[Stored entries]
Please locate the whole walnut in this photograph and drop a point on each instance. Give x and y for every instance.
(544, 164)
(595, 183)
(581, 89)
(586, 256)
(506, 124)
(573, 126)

◆ Aim: Edit the material above so that "walnut" becomes "almond", with every other character left as it is.

◆ Response to this exercise:
Please locate the whole almond in this photograph and drop a point on each instance. Give x and y for every instance.
(544, 164)
(595, 183)
(581, 89)
(586, 256)
(506, 124)
(573, 126)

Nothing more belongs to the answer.